But I wouldn’t expect her to read it.  That wouldn’t be up to me.

Image by Lauren J

Looking for Thoughts on Waiting for Superman

Last week I finally saw Waiting for “Superman,” and I found it both compelling and suspect.  As a post-secondary Canadian teacher, I find myself unable to evaluate the validity of the questions posed or the answers suggested by this film.  Are charter schools the answer to the US’s educational woes?  (Or ours?)  Will merit pay really support great teaching and learning?  Is tenure for schoolteachers a bad, bad, bad idea?

I have seen commentary on all these questions in blogs and American news, but because I’m not familiar with the system, a lot of it is beyond my understanding.  American teachers (or anyone who knows something about American schools), can you help me out here in language I can understand?  If you’ve seen the film, what do you think of it?  If you haven’t, have you encountered the filmmakers’ mission statements and action plans?  Are they valid?  Feasible?  If not, what are they missing?  What  are your feelings about Michelle Rhee and her move to overhaul the Washington DC school system?  Is Geoffrey Canada a revolutionary hero?  Tell me what to think, I beg you.

Does Reading Great Literature Make You A Better Person?

I love Laura Miller, the Books critic for Salon.com.  However, in today’s Salon she’s making an argument that I’ve heard a lot and that I do not like.

______________________________

*Apply what you read*:
(a) In the blog excerpt, shorten the paragraph that begins "Last week I finally saw" and keep its main facts.
(b) Answer these questions using the blog excerpt:
(i) What level does the writer teach, and in which country?
(ii) Which school system is Michelle Rhee moving to overhaul?
(iii) What is Laura Miller's job?
(c) Retype the part of the blog excerpt starting with "I have seen" and going on through "You A Better Person?".

*Given data*:
______________________________

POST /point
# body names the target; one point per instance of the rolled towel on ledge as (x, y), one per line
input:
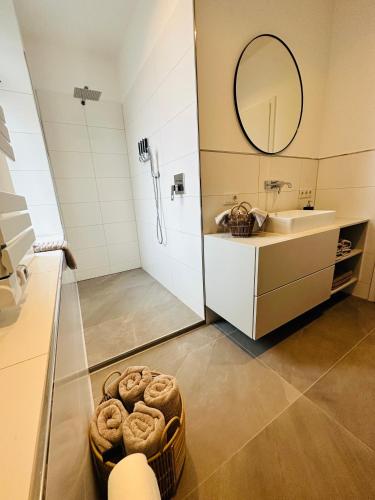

______________________________

*Solved problems*:
(a) The writer recently saw Waiting for "Superman" and found it both compelling and suspect. As a Canadian post-secondary teacher, the writer can't judge the questions the film poses or the answers it suggests: whether charter schools solve the US's (or Canada's) education problems, whether merit pay really supports great teaching and learning, and whether tenure for schoolteachers is a bad idea.

(b)
(i) Post-secondary, in Canada.
(ii) The Washington DC school system.
(iii) She is the Books critic for Salon.com.

(c)
I have seen commentary on all these questions in blogs and American news, but because I’m not familiar with the system, a lot of it is beyond my understanding.  American teachers (or anyone who knows something about American schools), can you help me out here in language I can understand?  If you’ve seen the film, what do you think of it?  If you haven’t, have you encountered the filmmakers’ mission statements and action plans?  Are they valid?  Feasible?  If not, what are they missing?  What  are your feelings about Michelle Rhee and her move to overhaul the Washington DC school system?  Is Geoffrey Canada a revolutionary hero?  Tell me what to think, I beg you.

Does Reading Great Literature Make You A Better Person?